__Document segment__.
□ □ □

First, about that abstract 30-foot aluminum sculpture on the front of the building, off Richmond Road in the Eagle Creek medical complex: It's a mother and child.

Second, about what that building will do: It's Saint Joseph's $60 million run at unseating Central Baptist Hospital as Lexington's big dog in the obstetrics market. It opens at 7 a.m. Monday.

Third, about what else could happen on site: Should Saint Joseph make its goal of delivering 3,500 babies annually, up from the 2,000 it delivers now, it could build another hospital just like it next door — three floors, 60,000 square feet.

Finally, it has free Wi-Fi.

It also has a 16-bay neonatal intensive care unit (double what the Saint Joseph hospital next door has), a dads-only lounge for the guy who needs to unwind alone for a few minutes during delivery and a play area for siblings.

Its tagging system for newborns is state-of-the-art security and can even shut down exit and entry. Its tile has 13 coats of wax. Its wood laminate floors are unscathed, its walls a soothing buttery shade and covered with Kentucky art. Its waiting areas and rooms have "healing" colors: greens, golds, burnished bronzes, an occasional swath of blue. There's a freestanding spa tub ("costs as much as a car," jokes Denise Hundley, Saint Joseph's administrator of women's services) to help mothers struggling with back labor.

Saint Joseph is counting on such luxuries as Tempur-Pedic mattresses and valet parking at the front door to increase its share of the baby delivery market, long the province of crosstown rival Central Baptist on Nicholasville Road. (Saint Joseph has a hospital on South Broadway and another, Saint Joseph East, next door to the new women's center on Eagle Creek off Richmond Road. The Broadway location does not deliver babies.)

Not only has Saint Joseph spent big bucks on its new facility, it has remembered the small touches: There's a "tunnel of light" down the center of the building, an enclosed open center court so that each patient room — and indeed, most public areas — gets some natural light. Tiny hand-knitted caps smaller than your fist are already set up in some of the neonatal incubators. Everybody gets a waiting room, from the sibling play area to the husband/partner's retreat.

Eric Gilliam, the administrator of Saint Joseph East, said that when the hospital held focus groups among patients seeking ways to better serve women, the sentiment was overwhelming: "They wanted a dedicated women's hospital."

The new Saint Joseph hospital also offers premier services for women who aren't in the baby business. The Women's Health Institute on the first floor acts as a one-stop shop for women to get health care: Doctors with offices elsewhere in the building — from cardiologists to podiatrists — will rotate in the high-visibility spot, and a nurse navigator will quickly direct the patient to additional services; it's a version of the "patient medical home" you're hearing so much about in the health reform bill signed last week by President Barack Obama.

□ □ □

__Data shown__.
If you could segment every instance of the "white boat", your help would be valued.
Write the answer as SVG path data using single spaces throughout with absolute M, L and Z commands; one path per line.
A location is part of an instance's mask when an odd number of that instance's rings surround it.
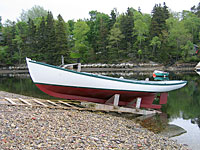
M 115 94 L 119 105 L 134 106 L 134 100 L 142 99 L 141 107 L 158 108 L 153 100 L 161 93 L 161 103 L 166 102 L 166 93 L 182 88 L 187 81 L 146 81 L 113 78 L 33 61 L 26 58 L 30 76 L 43 92 L 59 98 L 106 103 Z M 160 106 L 159 106 L 160 107 Z

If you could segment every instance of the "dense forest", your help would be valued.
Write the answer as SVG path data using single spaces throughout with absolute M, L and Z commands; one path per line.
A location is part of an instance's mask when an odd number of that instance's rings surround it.
M 66 14 L 70 15 L 70 14 Z M 40 6 L 22 11 L 17 22 L 0 16 L 0 65 L 25 63 L 25 57 L 60 65 L 80 58 L 82 63 L 198 62 L 200 3 L 190 11 L 171 12 L 156 4 L 151 14 L 128 8 L 90 18 L 68 20 Z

□ □ □

__Questions to answer__.
1. Set down the portion of the article on Saint Joseph's new women's hospital between "Third, about what" and "has free Wi-Fi.", inclusive.
2. Name every person mentioned by name in the article on Saint Joseph's new women's hospital, with the role or title it gives each one.
Rely solely on the article on Saint Joseph's new women's hospital.

__Activity answers__.
1.
Third, about what else could happen on site: Should Saint Joseph make its goal of delivering 3,500 babies annually, up from the 2,000 it delivers now, it could build another hospital just like it next door — three floors, 60,000 square feet.

Finally, it has free Wi-Fi.

2.
- Denise Hundley: Saint Joseph's administrator of women's services
- Eric Gilliam: the administrator of Saint Joseph East
- Barack Obama: President